## What the task requires
Wherever the string "necklace" occurs in a line of these records, report that line.

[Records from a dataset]
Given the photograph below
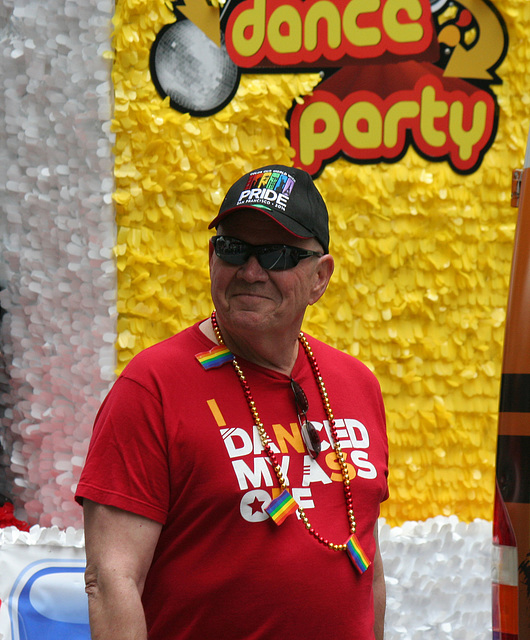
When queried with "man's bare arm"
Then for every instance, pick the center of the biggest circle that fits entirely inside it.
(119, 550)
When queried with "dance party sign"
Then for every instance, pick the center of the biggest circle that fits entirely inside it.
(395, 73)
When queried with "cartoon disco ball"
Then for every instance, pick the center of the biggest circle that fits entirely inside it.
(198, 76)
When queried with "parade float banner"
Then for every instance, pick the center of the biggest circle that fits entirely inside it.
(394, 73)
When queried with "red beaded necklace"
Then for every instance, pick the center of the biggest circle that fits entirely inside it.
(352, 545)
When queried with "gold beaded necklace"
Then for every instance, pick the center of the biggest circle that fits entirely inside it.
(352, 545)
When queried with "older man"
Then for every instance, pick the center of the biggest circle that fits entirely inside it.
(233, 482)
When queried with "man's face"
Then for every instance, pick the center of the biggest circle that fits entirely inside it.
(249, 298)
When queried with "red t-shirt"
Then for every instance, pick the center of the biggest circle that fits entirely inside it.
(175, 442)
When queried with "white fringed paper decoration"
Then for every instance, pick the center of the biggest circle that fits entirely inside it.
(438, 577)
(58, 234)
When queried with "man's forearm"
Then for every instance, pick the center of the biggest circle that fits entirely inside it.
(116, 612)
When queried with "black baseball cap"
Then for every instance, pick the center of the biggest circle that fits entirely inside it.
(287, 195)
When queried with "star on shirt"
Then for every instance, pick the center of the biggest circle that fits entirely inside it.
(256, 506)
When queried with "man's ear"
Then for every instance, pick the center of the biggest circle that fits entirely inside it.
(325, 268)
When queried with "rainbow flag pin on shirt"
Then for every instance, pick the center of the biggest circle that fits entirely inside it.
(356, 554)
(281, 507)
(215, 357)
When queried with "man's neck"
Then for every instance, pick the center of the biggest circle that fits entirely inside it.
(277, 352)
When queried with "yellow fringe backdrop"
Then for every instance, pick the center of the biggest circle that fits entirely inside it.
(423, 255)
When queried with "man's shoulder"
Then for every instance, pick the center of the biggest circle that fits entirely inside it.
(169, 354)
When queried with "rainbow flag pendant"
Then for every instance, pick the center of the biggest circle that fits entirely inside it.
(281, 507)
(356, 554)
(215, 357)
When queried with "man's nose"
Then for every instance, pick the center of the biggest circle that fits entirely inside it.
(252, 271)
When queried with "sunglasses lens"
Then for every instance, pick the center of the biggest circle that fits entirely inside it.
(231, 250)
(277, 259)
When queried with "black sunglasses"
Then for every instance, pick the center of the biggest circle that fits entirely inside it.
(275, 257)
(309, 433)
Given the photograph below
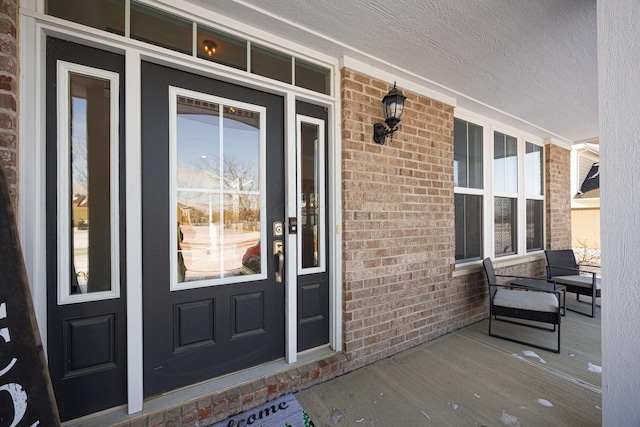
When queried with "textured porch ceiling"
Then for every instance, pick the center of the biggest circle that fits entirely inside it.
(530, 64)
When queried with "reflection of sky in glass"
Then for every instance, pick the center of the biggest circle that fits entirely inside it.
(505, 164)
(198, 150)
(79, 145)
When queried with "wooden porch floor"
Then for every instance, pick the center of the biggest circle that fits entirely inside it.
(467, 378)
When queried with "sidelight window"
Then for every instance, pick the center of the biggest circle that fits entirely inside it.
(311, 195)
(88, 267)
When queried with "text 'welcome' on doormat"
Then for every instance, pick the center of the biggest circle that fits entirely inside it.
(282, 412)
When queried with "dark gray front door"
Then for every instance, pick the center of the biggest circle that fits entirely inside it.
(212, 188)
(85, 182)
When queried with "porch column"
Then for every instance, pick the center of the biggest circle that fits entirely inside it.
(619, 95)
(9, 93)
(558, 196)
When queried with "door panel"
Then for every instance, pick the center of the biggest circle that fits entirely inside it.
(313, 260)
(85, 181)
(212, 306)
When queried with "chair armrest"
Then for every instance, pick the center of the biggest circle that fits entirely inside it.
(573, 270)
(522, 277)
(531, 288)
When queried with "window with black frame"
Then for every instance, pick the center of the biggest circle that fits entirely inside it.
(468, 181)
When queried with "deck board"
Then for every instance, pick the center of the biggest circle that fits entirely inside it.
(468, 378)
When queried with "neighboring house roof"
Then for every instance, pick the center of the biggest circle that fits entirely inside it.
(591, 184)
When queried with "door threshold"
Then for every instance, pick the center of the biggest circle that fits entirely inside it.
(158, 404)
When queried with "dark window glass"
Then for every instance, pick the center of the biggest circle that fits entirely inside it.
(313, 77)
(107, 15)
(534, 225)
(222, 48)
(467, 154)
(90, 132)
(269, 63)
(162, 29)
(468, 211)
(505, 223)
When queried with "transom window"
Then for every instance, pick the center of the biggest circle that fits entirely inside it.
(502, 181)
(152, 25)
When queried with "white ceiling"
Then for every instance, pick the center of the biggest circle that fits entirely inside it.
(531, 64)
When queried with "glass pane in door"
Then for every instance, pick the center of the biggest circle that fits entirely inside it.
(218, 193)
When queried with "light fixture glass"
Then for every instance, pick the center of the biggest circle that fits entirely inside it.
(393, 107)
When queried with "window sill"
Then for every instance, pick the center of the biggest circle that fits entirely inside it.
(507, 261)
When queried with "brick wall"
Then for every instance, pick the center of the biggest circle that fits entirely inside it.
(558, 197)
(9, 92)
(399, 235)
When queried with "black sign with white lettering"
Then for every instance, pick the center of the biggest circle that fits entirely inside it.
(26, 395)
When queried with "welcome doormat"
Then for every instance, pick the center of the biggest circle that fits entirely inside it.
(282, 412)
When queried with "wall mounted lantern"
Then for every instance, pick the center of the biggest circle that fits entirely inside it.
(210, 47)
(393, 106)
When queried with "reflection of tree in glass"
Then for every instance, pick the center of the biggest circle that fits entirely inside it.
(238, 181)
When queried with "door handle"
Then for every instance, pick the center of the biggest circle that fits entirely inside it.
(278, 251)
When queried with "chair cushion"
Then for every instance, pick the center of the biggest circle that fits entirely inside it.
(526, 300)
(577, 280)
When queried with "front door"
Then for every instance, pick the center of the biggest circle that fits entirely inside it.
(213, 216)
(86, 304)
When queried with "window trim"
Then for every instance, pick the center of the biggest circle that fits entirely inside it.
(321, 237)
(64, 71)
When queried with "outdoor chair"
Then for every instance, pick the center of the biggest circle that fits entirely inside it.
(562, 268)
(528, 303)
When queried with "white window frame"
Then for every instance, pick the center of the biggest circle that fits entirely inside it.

## Task response
When queried with "red beaded necklace"
When queried with "gold beaded necklace"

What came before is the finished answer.